WORK REQUIRED> Please scale the records from the start through the line containing "[(200, 241)]", writing all of those lines again with the requests included. Multiply every coordinate in the answers by 0.2 and round to whole numbers, with halves rounding up, but leave the numbers in the requests unchanged.

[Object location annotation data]
+++++

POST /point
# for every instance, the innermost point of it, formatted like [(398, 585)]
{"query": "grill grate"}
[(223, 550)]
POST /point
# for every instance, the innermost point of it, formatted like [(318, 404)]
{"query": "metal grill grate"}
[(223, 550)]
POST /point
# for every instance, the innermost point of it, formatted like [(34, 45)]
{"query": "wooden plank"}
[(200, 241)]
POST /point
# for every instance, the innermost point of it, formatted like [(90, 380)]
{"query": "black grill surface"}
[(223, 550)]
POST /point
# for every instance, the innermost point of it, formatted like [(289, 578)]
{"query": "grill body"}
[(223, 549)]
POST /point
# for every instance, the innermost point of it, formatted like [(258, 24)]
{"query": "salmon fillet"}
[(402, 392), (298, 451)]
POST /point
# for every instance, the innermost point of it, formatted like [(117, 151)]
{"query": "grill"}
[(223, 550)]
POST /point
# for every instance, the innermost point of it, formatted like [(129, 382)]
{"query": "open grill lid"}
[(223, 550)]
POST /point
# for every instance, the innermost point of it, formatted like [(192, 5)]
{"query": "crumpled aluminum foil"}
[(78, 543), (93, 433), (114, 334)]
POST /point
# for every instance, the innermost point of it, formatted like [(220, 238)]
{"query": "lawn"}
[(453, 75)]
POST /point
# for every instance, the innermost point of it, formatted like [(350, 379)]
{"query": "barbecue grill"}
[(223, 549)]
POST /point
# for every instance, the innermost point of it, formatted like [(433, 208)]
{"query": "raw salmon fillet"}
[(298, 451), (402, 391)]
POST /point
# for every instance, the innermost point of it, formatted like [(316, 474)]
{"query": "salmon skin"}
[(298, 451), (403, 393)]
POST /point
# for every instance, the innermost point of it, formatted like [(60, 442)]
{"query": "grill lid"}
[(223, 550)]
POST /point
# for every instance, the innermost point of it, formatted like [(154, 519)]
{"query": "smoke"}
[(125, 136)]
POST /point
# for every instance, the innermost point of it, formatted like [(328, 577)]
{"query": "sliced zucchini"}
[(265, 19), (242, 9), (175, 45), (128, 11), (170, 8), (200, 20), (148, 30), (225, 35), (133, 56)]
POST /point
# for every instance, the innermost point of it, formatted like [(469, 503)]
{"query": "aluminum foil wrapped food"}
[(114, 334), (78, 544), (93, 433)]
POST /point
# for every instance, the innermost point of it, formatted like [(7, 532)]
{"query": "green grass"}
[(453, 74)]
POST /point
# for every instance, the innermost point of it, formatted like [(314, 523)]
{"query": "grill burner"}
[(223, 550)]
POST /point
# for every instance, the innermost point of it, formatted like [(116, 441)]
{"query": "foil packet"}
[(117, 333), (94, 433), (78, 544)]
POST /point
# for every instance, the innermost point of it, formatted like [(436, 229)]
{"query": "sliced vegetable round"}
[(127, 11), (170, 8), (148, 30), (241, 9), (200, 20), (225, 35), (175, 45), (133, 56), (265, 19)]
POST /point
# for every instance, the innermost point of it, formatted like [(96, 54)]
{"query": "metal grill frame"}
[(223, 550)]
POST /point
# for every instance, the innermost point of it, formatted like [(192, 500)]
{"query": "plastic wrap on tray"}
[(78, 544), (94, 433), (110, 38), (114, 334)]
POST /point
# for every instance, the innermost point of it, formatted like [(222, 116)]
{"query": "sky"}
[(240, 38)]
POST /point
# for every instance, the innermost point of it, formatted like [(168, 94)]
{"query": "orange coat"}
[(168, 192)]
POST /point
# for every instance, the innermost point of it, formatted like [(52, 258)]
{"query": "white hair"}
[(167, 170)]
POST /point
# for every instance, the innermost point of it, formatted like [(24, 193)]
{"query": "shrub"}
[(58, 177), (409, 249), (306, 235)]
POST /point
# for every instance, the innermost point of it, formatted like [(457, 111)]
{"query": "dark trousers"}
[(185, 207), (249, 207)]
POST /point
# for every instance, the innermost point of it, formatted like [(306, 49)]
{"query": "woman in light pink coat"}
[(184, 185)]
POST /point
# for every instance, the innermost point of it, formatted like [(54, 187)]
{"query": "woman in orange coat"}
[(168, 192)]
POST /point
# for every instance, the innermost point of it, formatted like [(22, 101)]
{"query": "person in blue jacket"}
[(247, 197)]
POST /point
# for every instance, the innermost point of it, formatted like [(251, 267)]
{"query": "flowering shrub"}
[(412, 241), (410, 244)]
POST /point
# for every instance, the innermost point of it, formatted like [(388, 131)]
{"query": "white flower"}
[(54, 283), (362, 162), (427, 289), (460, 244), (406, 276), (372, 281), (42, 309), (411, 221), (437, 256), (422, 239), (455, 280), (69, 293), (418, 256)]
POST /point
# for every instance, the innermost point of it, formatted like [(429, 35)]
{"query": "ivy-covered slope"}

+++++

THE OUTPUT>
POST /point
# for every instance, the innermost point of it, formatted like [(398, 585)]
{"query": "grill grate"}
[(45, 110)]
POST /point
# for every instance, the innermost point of it, formatted like [(318, 404)]
{"query": "metal grill grate"}
[(45, 110)]
POST /point
# for every instance, the innermost point of it, formatted like [(34, 45)]
{"query": "wooden plank"}
[(40, 48)]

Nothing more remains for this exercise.